Texte à lire =
****************************************
Société d'histoire du Vésinet, 2016

Le Canton du Vésinet (1964-2016)

Né comme ses voisins de Chatou-Croissy, de Sartrouville et Le-Pecq-Mareil-Marly-Fourqueux, de la création du département des Yvelines, décidée par la loi du 10 juillet 1964 et mise en œuvre par le décrêt du 19 septembre 1967. Quelques années plus tard, un article de la revue Connaître les Yvelines proposait, dans sa rubrique Coup d'oeil sur l'histoire des cantons, l'article reproduit ci-dessous. Notice non signée « réalisée avec le concours des Archives des Yvelines », ce texte comportait quelques coquilles que nous avons choisi de corriger plutôt que de les signaler au lecteur. Il comporte aussi quelques approximations historiques que nous laissons à son appréciation. Nous y avons ajouté quelques notes. [1]

    Comme les cantons de Chatou et du Pecq, l'actuel canton du Vésinet est un petit canton, comprenant deux communes (Le Vésinet et Montesson), issu de l'ancien canton de Saint-Germain-en-Laye. Le cadre cantonal n'y correspond donc pas à une particularité d'ordre culturel qui distinguerait Le Vésinet et Montesson des communes voisines. Bien au contraire, une profonde unité géographique et historique unit Montesson et Le Vésinet au Pecq, à Croissy et à Chatou, comme à toutes les communes qui longent la grande boucle de la Seine entre Argenteuil et Maisons-Laffitte. Le découpage cantonal actuel est né de la croissance démographique et de l'urbanisation. Il y a moins d'un siècle, on était encore ici au cœur d'un pays vert conjuguant agriculture et villégiature, mais le charme des lieux et la proximité de la capitale expliquent aisément une évolution qui s'amorçait déjà: "Croissy, Chatou, Le Vésinet, Le Pecq, ce sont là des noms que le travailleur parisien répète souvent pendant les laborieuses années de sa vie ; c'est là qu'il rêve finir ses jours dans une maison blanche et au milieu de la verdure et des fleurs ; ce rêve, longtemps caressé, s'accomplit souvent. La population de ces jolis pays s'accroît chaque année" écrivait Alexis Martin en 1892. [2]
    Chef-lieu du canton depuis 1964, Le Vésinet est une commune aussi récente que son nom est ancien. L'érection du Vésinet en commune n'a, en effet, qu'un peu plus de cent ans puisqu'elle remonte au 31 mai 1875. Son territoire fut composé de morceaux distraits de celui des communes de Chatou, Croissy et Le Pecq. Il n'y avait alors que 1 475 "Vésigondins", selon certaines sources, 2 465 selon d'autres. La progression fut régulière jusqu'en 1968 avec 18 459 habitants. Depuis, la croissance démographique s'est stabilisée avec 17 329 habitants en 1982 contre 18 206 en 1975. En revanche, le nom de Vesiniolum apparaît au début du VIIIe siècle dans une charte du roi mérovingien Childebert III, mais il désignait alors une grande forêt qui n'était qu'une avancée de la grande forêt d'Yveline comme l'étaient à la même époque les forêts de Laye et de Cruye (actuellement forêt de Marly).
****************************************
Consigne A = Reproduisez à l'identique les lignes de la liste comprises entre celle qui contient « 1. Identify the blue sky » et celle qui contient « [848,417,1000,666] », ces deux lignes incluses.

Extraits de jeux de données annotés par boîtes englobantes
****************************************
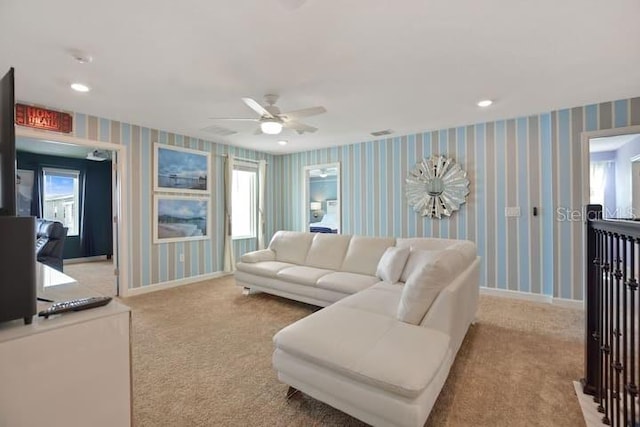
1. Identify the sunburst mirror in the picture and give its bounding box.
[406,156,469,218]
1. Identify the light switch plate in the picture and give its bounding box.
[504,206,520,217]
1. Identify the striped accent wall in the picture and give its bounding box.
[271,98,640,300]
[65,113,276,288]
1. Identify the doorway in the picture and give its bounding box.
[16,126,129,296]
[583,126,640,219]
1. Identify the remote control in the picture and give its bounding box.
[38,297,111,319]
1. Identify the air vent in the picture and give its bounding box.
[201,125,238,136]
[86,150,109,162]
[371,129,393,136]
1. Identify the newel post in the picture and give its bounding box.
[582,205,602,396]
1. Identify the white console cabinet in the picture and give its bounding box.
[0,265,131,427]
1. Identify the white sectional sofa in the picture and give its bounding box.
[236,231,479,427]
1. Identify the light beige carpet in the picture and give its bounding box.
[124,277,584,427]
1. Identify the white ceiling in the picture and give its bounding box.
[16,136,102,159]
[0,0,640,153]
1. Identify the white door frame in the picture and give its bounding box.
[581,125,640,207]
[16,126,130,297]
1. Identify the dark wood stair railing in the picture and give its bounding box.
[582,205,640,427]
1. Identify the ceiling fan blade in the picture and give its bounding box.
[278,107,327,121]
[242,98,273,118]
[209,117,260,122]
[283,120,318,135]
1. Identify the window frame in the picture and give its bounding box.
[42,166,82,237]
[231,161,259,240]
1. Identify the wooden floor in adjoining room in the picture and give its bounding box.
[64,260,116,296]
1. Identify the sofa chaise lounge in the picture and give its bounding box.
[236,231,479,426]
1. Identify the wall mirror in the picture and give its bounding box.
[589,133,640,219]
[302,163,341,233]
[405,155,469,219]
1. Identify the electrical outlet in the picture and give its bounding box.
[504,206,520,217]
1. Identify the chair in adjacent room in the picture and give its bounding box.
[36,218,68,271]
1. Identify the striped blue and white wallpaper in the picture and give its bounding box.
[48,113,275,288]
[272,98,640,300]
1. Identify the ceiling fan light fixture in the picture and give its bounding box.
[260,119,282,135]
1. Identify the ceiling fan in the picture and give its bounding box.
[211,94,327,135]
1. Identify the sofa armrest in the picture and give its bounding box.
[420,257,480,354]
[240,249,276,263]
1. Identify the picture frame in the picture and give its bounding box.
[153,194,211,243]
[153,142,211,194]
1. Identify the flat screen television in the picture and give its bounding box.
[0,68,17,216]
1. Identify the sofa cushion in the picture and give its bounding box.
[236,261,293,277]
[396,237,477,282]
[340,282,402,318]
[398,250,462,325]
[340,236,396,276]
[269,231,314,265]
[400,249,441,282]
[240,249,276,262]
[274,302,449,398]
[316,271,380,294]
[277,265,333,286]
[376,246,409,283]
[304,233,351,270]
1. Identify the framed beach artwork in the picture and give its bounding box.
[153,194,211,243]
[153,142,211,194]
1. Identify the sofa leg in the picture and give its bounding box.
[287,386,300,400]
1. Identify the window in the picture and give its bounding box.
[42,168,80,236]
[231,166,258,239]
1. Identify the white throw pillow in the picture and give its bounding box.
[397,250,455,325]
[400,249,442,283]
[376,246,409,283]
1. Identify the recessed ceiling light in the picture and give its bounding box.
[71,83,91,92]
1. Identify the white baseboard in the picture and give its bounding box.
[63,255,113,264]
[480,286,584,309]
[120,271,233,298]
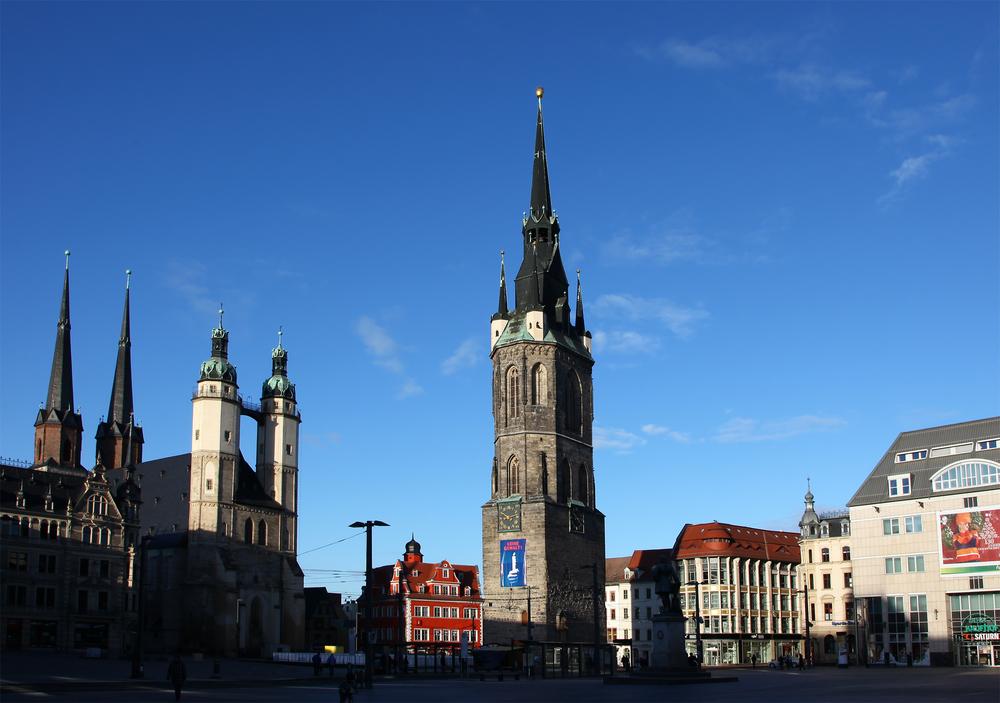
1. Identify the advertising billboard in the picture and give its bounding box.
[500,539,527,588]
[937,506,1000,576]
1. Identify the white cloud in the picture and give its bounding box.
[441,337,482,376]
[715,415,847,444]
[355,317,424,398]
[641,424,691,444]
[604,231,708,264]
[772,64,871,100]
[594,330,660,354]
[356,317,403,373]
[636,36,772,69]
[878,134,960,207]
[594,293,708,344]
[594,427,646,452]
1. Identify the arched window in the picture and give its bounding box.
[531,364,549,405]
[556,459,569,503]
[563,369,583,434]
[574,464,590,505]
[507,366,521,420]
[931,459,1000,493]
[507,456,521,496]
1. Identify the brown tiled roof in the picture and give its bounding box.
[372,560,479,597]
[628,549,674,571]
[676,522,801,563]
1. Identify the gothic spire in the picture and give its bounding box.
[497,249,507,317]
[529,87,552,220]
[45,250,73,412]
[576,269,587,336]
[105,271,134,428]
[122,413,135,471]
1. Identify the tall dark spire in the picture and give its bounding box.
[514,88,569,314]
[529,87,552,220]
[45,250,73,411]
[497,249,507,317]
[105,271,134,425]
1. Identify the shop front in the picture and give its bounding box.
[949,592,1000,667]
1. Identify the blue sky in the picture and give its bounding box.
[0,3,1000,593]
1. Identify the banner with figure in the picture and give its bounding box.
[500,539,527,588]
[937,506,1000,576]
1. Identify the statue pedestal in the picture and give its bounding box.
[649,615,691,670]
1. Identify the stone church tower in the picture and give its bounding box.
[483,88,604,643]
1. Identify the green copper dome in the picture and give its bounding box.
[198,356,236,383]
[198,320,236,383]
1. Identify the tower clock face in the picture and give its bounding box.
[497,501,521,532]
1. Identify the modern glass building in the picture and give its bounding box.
[848,417,1000,666]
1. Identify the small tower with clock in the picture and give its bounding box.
[482,88,604,643]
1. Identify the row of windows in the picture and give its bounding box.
[4,584,110,613]
[503,364,583,434]
[0,515,66,539]
[493,452,591,505]
[885,554,924,574]
[413,627,479,642]
[680,557,797,588]
[809,571,854,590]
[886,460,1000,497]
[807,544,851,564]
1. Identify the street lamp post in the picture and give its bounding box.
[684,581,704,668]
[580,562,602,671]
[348,520,389,688]
[131,535,149,679]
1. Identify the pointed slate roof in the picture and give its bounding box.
[105,271,135,425]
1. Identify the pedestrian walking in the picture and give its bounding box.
[167,654,187,701]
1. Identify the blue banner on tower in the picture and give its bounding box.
[500,539,526,588]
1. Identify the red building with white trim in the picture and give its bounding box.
[358,539,483,652]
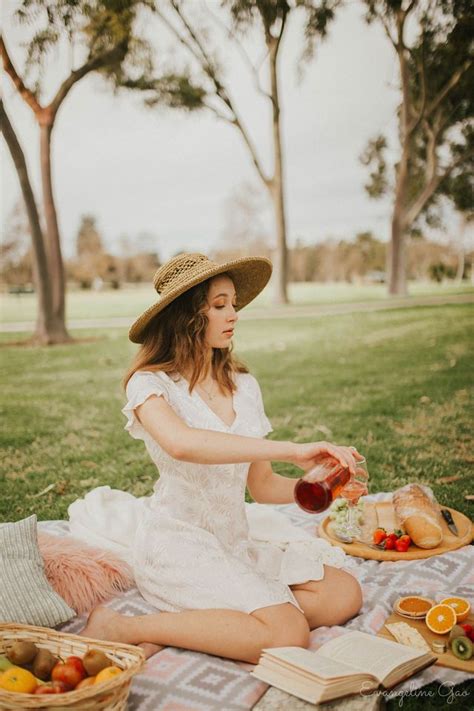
****************************************
Consigne B = Citez toutes les communes dont des morceaux de territoire ont servi à composer celui du Vésinet, d'après le texte sur le canton du Vésinet.

Réponse attendue A =
1. Identify the blue sky in the picture and give its bounding box.
[0,3,1000,593]
1. Identify the banner with figure in the picture and give its bounding box.
[500,539,527,588]
[937,506,1000,576]
1. Identify the statue pedestal in the picture and give its bounding box.
[649,615,691,670]
1. Identify the stone church tower in the picture and give its bounding box.
[483,88,604,643]
1. Identify the green copper dome in the picture and give its bounding box.
[198,356,236,383]
[198,320,236,383]
1. Identify the tower clock face in the picture and give its bounding box.
[497,501,521,532]
1. Identify the modern glass building in the picture and give its bounding box.
[848,417,1000,666]

Réponse attendue B = Chatou, Croissy et Le Pecq.